_PROBLEMS TO SOLVE_
1 – Could you reproduce, word for word, the part of the stock exchange article that opens with the words containing "Market order: buy" and closes with "price never reached)."?
2 – Can you swap "rough" for "coarse" in the rows running from their very start through the line containing "92L259 96L253 108L269", and give back only those lines with nothing else changed?

System Design Interview: Stock Exchange (NYSE / Nasdaq Order Book)

⏱ 8 min read

What Makes Stock Exchanges Hard to Design

A stock exchange is one of the most demanding distributed systems: it must process millions of orders per second with microsecond latency, maintain strict price-time priority fairness, guarantee zero message loss, and produce an authoritative audit trail for regulatory compliance. Firms spend hundreds of millions on custom hardware (FPGAs, kernel-bypass networking) to shave microseconds. This question tests knowledge of low-latency design, order matching algorithms, and financial systems concepts. It appears at hedge funds, trading firms, Robinhood, Coinbase, and financial infrastructure companies.

Order Types

Market order: buy or sell immediately at the best available price. Guaranteed execution, uncertain price.
Limit order: buy or sell at a specified price or better. Guaranteed price, uncertain execution (may not fill if price never reached).
Stop order: becomes a market order when price crosses a trigger level. Used for stop-loss protection.
IOC (Immediate or Cancel): fill as much as possible immediately, cancel the rest.
FOK (Fill or Kill): fill the entire order immediately or cancel the whole thing.

The Order Book

The order book is a real-time record of all outstanding limit orders for a security. It has two sides: bids (buyers, sorted descending by price) and asks (sellers, sorted ascending by price). The best bid is the highest price a buyer will pay; the best ask is the lowest price a seller will accept. The spread is the difference between them. Orders at the same price level are queued in time order (price-time priority: better price executes first; equal price executes in FIFO order). Efficient data structure: a sorted map (price level -> queue of orders). In Java: TreeMap<Long, Deque>. Price in integer ticks (not floats) to avoid rounding errors.


from sortedcontainers import SortedDict
from collections import deque

class OrderBook:
    def __init__(self):
        self.bids = SortedDict(lambda x: -x)  # descending by price
        self.asks = SortedDict()               # ascending by price
        self.orders = {}                       # order_id -> Order

    def add_order(self, order):
        book = self.bids if order.side == "BUY" else self.asks
        if order.price not in book:
            book[order.price] = deque()
        book[order.price].append(order)
        self.orders[order.id] = order

    def cancel_order(self, order_id):
        order = self.orders.pop(order_id, None)

[Saved records]

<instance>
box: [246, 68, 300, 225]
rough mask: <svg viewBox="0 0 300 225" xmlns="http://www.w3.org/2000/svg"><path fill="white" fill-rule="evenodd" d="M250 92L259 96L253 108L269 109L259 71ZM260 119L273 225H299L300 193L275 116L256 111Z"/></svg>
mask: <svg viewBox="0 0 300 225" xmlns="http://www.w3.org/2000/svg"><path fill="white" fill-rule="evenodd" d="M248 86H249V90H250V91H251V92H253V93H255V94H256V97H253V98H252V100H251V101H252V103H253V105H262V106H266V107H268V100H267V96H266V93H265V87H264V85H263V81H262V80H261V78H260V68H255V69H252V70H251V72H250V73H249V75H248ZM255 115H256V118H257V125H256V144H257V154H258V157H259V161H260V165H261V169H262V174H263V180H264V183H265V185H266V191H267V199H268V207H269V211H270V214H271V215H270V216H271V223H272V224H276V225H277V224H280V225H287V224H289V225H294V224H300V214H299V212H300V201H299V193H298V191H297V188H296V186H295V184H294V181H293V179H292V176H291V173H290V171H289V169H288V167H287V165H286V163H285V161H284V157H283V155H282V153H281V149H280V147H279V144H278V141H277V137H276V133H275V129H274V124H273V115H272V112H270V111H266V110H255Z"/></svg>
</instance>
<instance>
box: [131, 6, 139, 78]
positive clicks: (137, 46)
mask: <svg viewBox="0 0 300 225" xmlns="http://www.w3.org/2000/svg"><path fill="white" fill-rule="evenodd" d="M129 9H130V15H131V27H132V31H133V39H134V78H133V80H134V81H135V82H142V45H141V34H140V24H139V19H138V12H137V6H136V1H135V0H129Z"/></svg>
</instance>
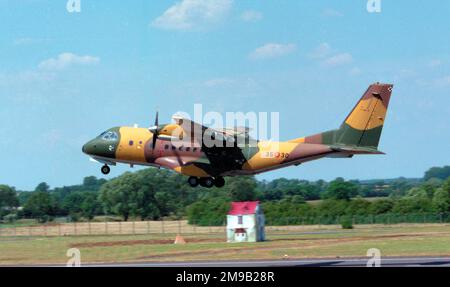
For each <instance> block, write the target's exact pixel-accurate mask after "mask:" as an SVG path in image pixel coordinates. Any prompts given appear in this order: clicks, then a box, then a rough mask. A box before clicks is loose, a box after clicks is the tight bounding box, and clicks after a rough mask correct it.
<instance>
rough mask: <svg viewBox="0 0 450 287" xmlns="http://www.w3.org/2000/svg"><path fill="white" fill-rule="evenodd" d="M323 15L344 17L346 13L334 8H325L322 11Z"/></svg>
mask: <svg viewBox="0 0 450 287" xmlns="http://www.w3.org/2000/svg"><path fill="white" fill-rule="evenodd" d="M322 15H323V16H325V17H342V16H344V14H342V13H341V12H339V11H337V10H334V9H325V10H324V11H323V12H322Z"/></svg>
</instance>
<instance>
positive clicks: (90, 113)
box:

_ANSWER SECTION_
1 –
Market order: buy or sell immediately at the best available price. Guaranteed execution, uncertain price.
Limit order: buy or sell at a specified price or better. Guaranteed price, uncertain execution (may not fill if price never reached).

2 –
<instance>
box: [246, 68, 300, 225]
coarse mask: <svg viewBox="0 0 300 225" xmlns="http://www.w3.org/2000/svg"><path fill="white" fill-rule="evenodd" d="M250 92L259 96L253 108L269 109L259 71ZM260 119L273 225H299L300 193L275 116L256 111Z"/></svg>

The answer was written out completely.